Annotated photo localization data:
--------------------
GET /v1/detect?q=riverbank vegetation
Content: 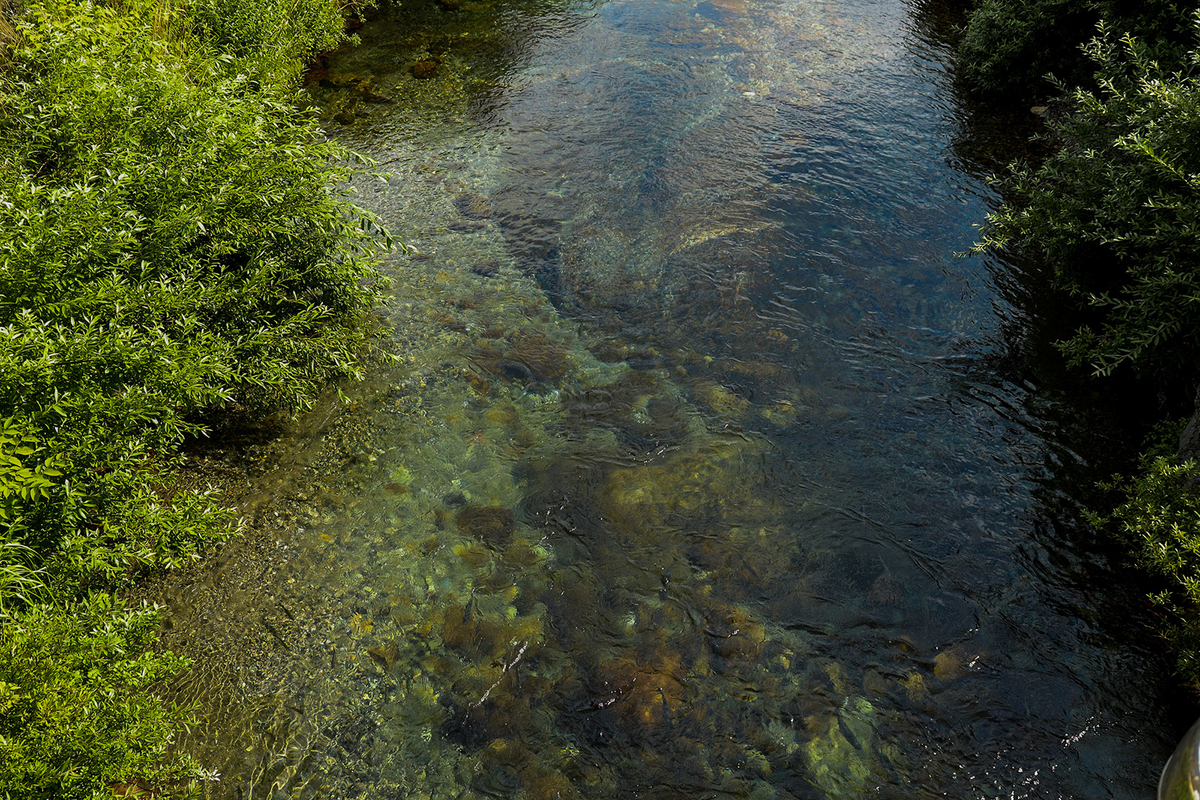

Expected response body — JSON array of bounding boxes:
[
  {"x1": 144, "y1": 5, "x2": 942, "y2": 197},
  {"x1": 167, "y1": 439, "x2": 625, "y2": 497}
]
[
  {"x1": 954, "y1": 1, "x2": 1200, "y2": 689},
  {"x1": 0, "y1": 0, "x2": 383, "y2": 793},
  {"x1": 956, "y1": 0, "x2": 1192, "y2": 100}
]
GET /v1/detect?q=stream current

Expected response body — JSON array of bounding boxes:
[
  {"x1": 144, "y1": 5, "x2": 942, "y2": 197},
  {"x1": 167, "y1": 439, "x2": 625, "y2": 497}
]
[{"x1": 150, "y1": 0, "x2": 1186, "y2": 797}]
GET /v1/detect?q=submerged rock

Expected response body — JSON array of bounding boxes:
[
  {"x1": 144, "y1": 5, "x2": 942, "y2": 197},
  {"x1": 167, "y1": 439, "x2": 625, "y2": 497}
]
[
  {"x1": 708, "y1": 604, "x2": 767, "y2": 660},
  {"x1": 412, "y1": 59, "x2": 440, "y2": 79},
  {"x1": 865, "y1": 571, "x2": 905, "y2": 609},
  {"x1": 474, "y1": 331, "x2": 570, "y2": 383},
  {"x1": 321, "y1": 72, "x2": 373, "y2": 89},
  {"x1": 454, "y1": 191, "x2": 494, "y2": 220},
  {"x1": 334, "y1": 104, "x2": 362, "y2": 125},
  {"x1": 805, "y1": 696, "x2": 897, "y2": 797},
  {"x1": 694, "y1": 380, "x2": 751, "y2": 418},
  {"x1": 597, "y1": 642, "x2": 687, "y2": 728},
  {"x1": 455, "y1": 505, "x2": 516, "y2": 548},
  {"x1": 368, "y1": 641, "x2": 401, "y2": 670},
  {"x1": 472, "y1": 258, "x2": 501, "y2": 277}
]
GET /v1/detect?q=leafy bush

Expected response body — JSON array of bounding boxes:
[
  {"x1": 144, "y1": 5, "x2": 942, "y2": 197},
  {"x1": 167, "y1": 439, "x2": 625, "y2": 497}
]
[
  {"x1": 186, "y1": 0, "x2": 349, "y2": 84},
  {"x1": 0, "y1": 0, "x2": 384, "y2": 790},
  {"x1": 960, "y1": 2, "x2": 1200, "y2": 692},
  {"x1": 1101, "y1": 449, "x2": 1200, "y2": 685},
  {"x1": 0, "y1": 595, "x2": 200, "y2": 799},
  {"x1": 957, "y1": 0, "x2": 1097, "y2": 97},
  {"x1": 0, "y1": 0, "x2": 383, "y2": 591},
  {"x1": 976, "y1": 21, "x2": 1200, "y2": 379},
  {"x1": 956, "y1": 0, "x2": 1191, "y2": 98}
]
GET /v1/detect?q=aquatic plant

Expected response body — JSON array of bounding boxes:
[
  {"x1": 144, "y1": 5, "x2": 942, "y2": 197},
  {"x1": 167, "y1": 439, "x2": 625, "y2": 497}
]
[{"x1": 803, "y1": 696, "x2": 904, "y2": 798}]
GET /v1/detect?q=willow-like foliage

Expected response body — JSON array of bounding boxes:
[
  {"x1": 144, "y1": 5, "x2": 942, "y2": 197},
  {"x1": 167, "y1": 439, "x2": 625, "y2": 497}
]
[
  {"x1": 978, "y1": 21, "x2": 1200, "y2": 379},
  {"x1": 0, "y1": 0, "x2": 385, "y2": 789},
  {"x1": 0, "y1": 0, "x2": 385, "y2": 591}
]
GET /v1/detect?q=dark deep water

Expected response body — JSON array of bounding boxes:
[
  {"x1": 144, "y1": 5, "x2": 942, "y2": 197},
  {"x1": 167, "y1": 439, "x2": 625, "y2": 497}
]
[{"x1": 153, "y1": 0, "x2": 1189, "y2": 797}]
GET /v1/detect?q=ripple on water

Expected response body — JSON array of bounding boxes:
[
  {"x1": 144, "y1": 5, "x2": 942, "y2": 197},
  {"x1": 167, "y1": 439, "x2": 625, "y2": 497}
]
[{"x1": 143, "y1": 0, "x2": 1179, "y2": 797}]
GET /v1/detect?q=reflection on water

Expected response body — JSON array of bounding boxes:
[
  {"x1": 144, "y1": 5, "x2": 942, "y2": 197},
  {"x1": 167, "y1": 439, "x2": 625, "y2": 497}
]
[{"x1": 148, "y1": 0, "x2": 1182, "y2": 797}]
--------------------
» **TO DO**
The required output is every line of the data above, set down exactly and stripped of pictures.

» **WRITTEN REPLY**
GET /v1/detect?q=riverbank vegetation
Content: 

Expected response body — JSON array of bounding boxes:
[
  {"x1": 144, "y1": 5, "x2": 942, "y2": 197},
  {"x1": 167, "y1": 439, "x2": 625, "y2": 497}
]
[
  {"x1": 954, "y1": 1, "x2": 1200, "y2": 689},
  {"x1": 0, "y1": 0, "x2": 383, "y2": 793},
  {"x1": 956, "y1": 0, "x2": 1192, "y2": 100}
]
GET /v1/detect?q=stream current

Expected response body — JSON array of bounding boxes:
[
  {"x1": 144, "y1": 5, "x2": 942, "y2": 197},
  {"x1": 167, "y1": 439, "x2": 625, "y2": 497}
]
[{"x1": 150, "y1": 0, "x2": 1186, "y2": 797}]
GET /v1/detect?q=submerged rock

Expected response body — JSON array of bounding boxes:
[
  {"x1": 144, "y1": 5, "x2": 942, "y2": 197},
  {"x1": 167, "y1": 439, "x2": 625, "y2": 497}
]
[
  {"x1": 708, "y1": 604, "x2": 767, "y2": 660},
  {"x1": 412, "y1": 59, "x2": 440, "y2": 79},
  {"x1": 865, "y1": 571, "x2": 905, "y2": 609},
  {"x1": 474, "y1": 331, "x2": 570, "y2": 383},
  {"x1": 321, "y1": 72, "x2": 373, "y2": 89},
  {"x1": 454, "y1": 191, "x2": 494, "y2": 220},
  {"x1": 334, "y1": 104, "x2": 362, "y2": 125},
  {"x1": 805, "y1": 696, "x2": 897, "y2": 797},
  {"x1": 694, "y1": 380, "x2": 751, "y2": 418},
  {"x1": 597, "y1": 642, "x2": 687, "y2": 728},
  {"x1": 455, "y1": 505, "x2": 516, "y2": 548},
  {"x1": 368, "y1": 641, "x2": 401, "y2": 670},
  {"x1": 472, "y1": 258, "x2": 501, "y2": 277}
]
GET /v1/detect?q=leafy bush

Expected response body — JSON array of bounding boxes:
[
  {"x1": 144, "y1": 5, "x2": 942, "y2": 197},
  {"x1": 167, "y1": 439, "x2": 625, "y2": 497}
]
[
  {"x1": 186, "y1": 0, "x2": 349, "y2": 84},
  {"x1": 0, "y1": 0, "x2": 384, "y2": 790},
  {"x1": 960, "y1": 2, "x2": 1200, "y2": 692},
  {"x1": 1101, "y1": 449, "x2": 1200, "y2": 685},
  {"x1": 0, "y1": 595, "x2": 200, "y2": 799},
  {"x1": 957, "y1": 0, "x2": 1097, "y2": 97},
  {"x1": 0, "y1": 0, "x2": 383, "y2": 591},
  {"x1": 976, "y1": 21, "x2": 1200, "y2": 379},
  {"x1": 956, "y1": 0, "x2": 1191, "y2": 98}
]
GET /v1/detect?q=aquatic plant

Expected response body — JSON array of bounding boxes:
[
  {"x1": 144, "y1": 5, "x2": 942, "y2": 197},
  {"x1": 167, "y1": 439, "x2": 625, "y2": 497}
]
[{"x1": 803, "y1": 696, "x2": 904, "y2": 798}]
GET /v1/detect?q=willow-like foliage

Expected response body — JSON array of bounding boxes:
[
  {"x1": 144, "y1": 5, "x2": 942, "y2": 197},
  {"x1": 167, "y1": 439, "x2": 625, "y2": 497}
]
[
  {"x1": 978, "y1": 21, "x2": 1200, "y2": 379},
  {"x1": 0, "y1": 0, "x2": 385, "y2": 789},
  {"x1": 0, "y1": 0, "x2": 385, "y2": 591}
]
GET /v1/detect?q=dark deep water

Expected response body — JSON array of bounding boxes:
[
  {"x1": 144, "y1": 5, "x2": 942, "y2": 197},
  {"x1": 167, "y1": 439, "x2": 625, "y2": 497}
]
[{"x1": 153, "y1": 0, "x2": 1189, "y2": 797}]
GET /v1/detect?q=ripple on water

Expected response body — JSON array of bounding boxes:
[
  {"x1": 144, "y1": 5, "x2": 942, "y2": 197},
  {"x1": 167, "y1": 439, "x2": 625, "y2": 497}
]
[{"x1": 143, "y1": 0, "x2": 1179, "y2": 797}]
GET /v1/detect?q=reflection on water

Expected response body — JSON array of bounding boxes:
[
  {"x1": 144, "y1": 5, "x2": 942, "y2": 197},
  {"x1": 167, "y1": 439, "x2": 625, "y2": 497}
]
[{"x1": 148, "y1": 0, "x2": 1182, "y2": 797}]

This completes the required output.